## WHAT IS BEING ASKED
Please lay out the lines, from the line with "In this exercise you will point out the dark suv" up to and including the final line, as a Markdown table with the columns Row and Line. Number each row and leave out any blank lines.
====== EXTRACTED DATA ======
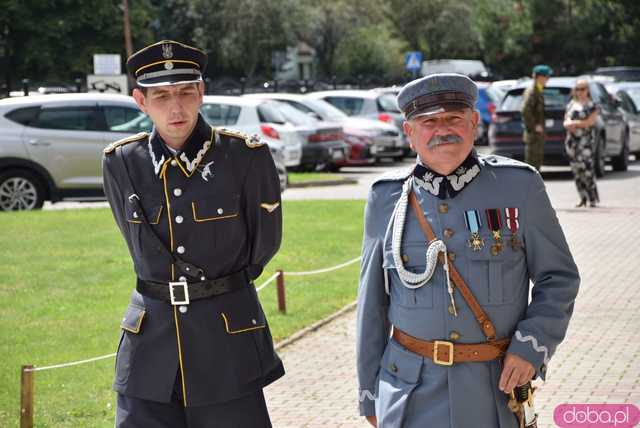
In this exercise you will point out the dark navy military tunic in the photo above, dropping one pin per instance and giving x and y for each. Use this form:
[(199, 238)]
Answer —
[(216, 205)]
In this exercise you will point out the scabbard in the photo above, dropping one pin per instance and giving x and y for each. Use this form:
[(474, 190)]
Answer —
[(522, 399)]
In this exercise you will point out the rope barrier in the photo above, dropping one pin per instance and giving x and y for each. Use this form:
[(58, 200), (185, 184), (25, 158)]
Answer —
[(314, 272), (268, 281), (263, 285), (74, 363)]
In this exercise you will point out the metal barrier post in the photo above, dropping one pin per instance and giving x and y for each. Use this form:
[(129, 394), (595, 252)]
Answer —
[(282, 304), (26, 398)]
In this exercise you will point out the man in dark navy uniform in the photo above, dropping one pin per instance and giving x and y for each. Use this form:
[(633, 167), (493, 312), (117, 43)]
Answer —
[(199, 209)]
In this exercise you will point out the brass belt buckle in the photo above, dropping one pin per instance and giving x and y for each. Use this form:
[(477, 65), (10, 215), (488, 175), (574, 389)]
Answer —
[(185, 292), (436, 345)]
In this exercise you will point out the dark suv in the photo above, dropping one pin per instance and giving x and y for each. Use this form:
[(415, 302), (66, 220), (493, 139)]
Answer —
[(506, 130)]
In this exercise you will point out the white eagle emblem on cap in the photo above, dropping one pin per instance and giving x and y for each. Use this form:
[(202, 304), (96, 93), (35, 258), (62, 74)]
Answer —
[(167, 51)]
======
## FINISHED TASK
| Row | Line |
|---|---|
| 1 | In this exercise you will point out the dark suv in the photo above, dropping one pin per instance and giving x and y for each. Use this form: |
| 2 | [(415, 302), (66, 220), (493, 139)] |
| 3 | Answer — |
| 4 | [(506, 130)] |
| 5 | In this exercise you will point out the white eagle emblem on cap in the photo above, dropping one pin per instance and giving x and y for each. Use this form: |
| 6 | [(202, 304), (96, 93), (35, 258), (62, 74)] |
| 7 | Answer — |
| 8 | [(167, 51)] |